» SHORT PROBLEM: Present every line of the items below as an entry in a numbered list, leaving out any blank lines.

[Mask labeling examples]
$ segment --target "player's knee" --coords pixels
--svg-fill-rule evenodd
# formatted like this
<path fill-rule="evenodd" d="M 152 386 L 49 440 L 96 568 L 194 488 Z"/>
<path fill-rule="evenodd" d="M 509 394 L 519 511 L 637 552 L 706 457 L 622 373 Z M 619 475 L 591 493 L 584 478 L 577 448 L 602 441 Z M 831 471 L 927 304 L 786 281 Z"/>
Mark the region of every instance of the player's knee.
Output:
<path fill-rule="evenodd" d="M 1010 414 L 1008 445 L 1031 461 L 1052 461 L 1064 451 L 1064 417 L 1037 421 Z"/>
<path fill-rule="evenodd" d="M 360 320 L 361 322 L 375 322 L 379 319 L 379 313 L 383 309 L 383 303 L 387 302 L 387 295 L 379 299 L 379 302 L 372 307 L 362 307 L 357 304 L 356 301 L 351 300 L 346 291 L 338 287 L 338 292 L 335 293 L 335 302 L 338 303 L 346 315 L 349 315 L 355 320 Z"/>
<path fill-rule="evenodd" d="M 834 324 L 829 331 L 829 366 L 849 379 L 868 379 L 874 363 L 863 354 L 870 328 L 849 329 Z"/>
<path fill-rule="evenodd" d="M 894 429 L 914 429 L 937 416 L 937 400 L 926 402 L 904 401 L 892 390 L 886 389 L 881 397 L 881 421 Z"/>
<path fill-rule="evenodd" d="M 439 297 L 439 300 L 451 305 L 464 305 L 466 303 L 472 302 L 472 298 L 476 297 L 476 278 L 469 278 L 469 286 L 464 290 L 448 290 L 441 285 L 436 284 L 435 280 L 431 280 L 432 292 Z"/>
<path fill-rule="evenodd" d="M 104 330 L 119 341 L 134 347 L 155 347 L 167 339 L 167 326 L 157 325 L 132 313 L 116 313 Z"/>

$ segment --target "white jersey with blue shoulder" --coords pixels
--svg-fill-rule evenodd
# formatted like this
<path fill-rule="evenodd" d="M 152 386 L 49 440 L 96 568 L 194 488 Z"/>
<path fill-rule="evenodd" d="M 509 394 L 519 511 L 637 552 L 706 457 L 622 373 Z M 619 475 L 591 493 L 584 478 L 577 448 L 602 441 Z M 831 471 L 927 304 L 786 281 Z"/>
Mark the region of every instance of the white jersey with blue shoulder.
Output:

» TASK OUTPUT:
1. $ segment --target "player's knee" --coords pixels
2. --svg-fill-rule evenodd
3. # formatted like this
4. <path fill-rule="evenodd" d="M 152 386 L 49 440 L 96 568 L 194 488 Z"/>
5. <path fill-rule="evenodd" d="M 509 394 L 519 511 L 637 552 L 706 457 L 622 373 Z M 619 475 L 591 493 L 584 478 L 577 448 L 602 441 Z M 831 471 L 927 304 L 786 281 Z"/>
6. Mark the region of every instance of the player's knee.
7. Output:
8. <path fill-rule="evenodd" d="M 1010 414 L 1008 445 L 1031 461 L 1052 461 L 1064 451 L 1064 417 L 1037 421 Z"/>
9. <path fill-rule="evenodd" d="M 360 320 L 361 322 L 375 322 L 379 319 L 379 313 L 383 309 L 383 303 L 387 302 L 387 295 L 379 299 L 379 302 L 372 307 L 362 307 L 357 304 L 356 301 L 351 300 L 346 291 L 338 287 L 338 292 L 335 293 L 335 302 L 338 303 L 346 315 L 349 315 L 355 320 Z"/>
10. <path fill-rule="evenodd" d="M 834 324 L 829 331 L 829 366 L 849 379 L 868 379 L 874 363 L 863 354 L 870 328 L 849 329 Z"/>
11. <path fill-rule="evenodd" d="M 894 429 L 914 429 L 937 416 L 937 400 L 926 402 L 904 401 L 892 390 L 886 389 L 881 397 L 881 421 Z"/>
12. <path fill-rule="evenodd" d="M 439 297 L 439 300 L 451 305 L 464 305 L 466 303 L 472 302 L 472 298 L 476 297 L 476 278 L 469 278 L 469 286 L 464 290 L 448 290 L 441 285 L 436 284 L 435 280 L 431 280 L 432 292 Z"/>
13. <path fill-rule="evenodd" d="M 104 330 L 119 341 L 134 347 L 155 347 L 167 339 L 167 326 L 157 325 L 132 313 L 116 313 Z"/>
14. $ segment --target "white jersey with blue shoulder" --coords pixels
15. --svg-fill-rule evenodd
16. # formatted like this
17. <path fill-rule="evenodd" d="M 152 386 L 49 440 L 96 568 L 194 488 Z"/>
18. <path fill-rule="evenodd" d="M 509 394 L 519 511 L 637 552 L 706 457 L 622 373 Z M 619 475 L 591 493 L 584 478 L 577 448 L 602 441 Z M 831 471 L 927 304 L 786 281 Z"/>
19. Mark the region of every instance of the white jersey with blue shoulder.
20. Output:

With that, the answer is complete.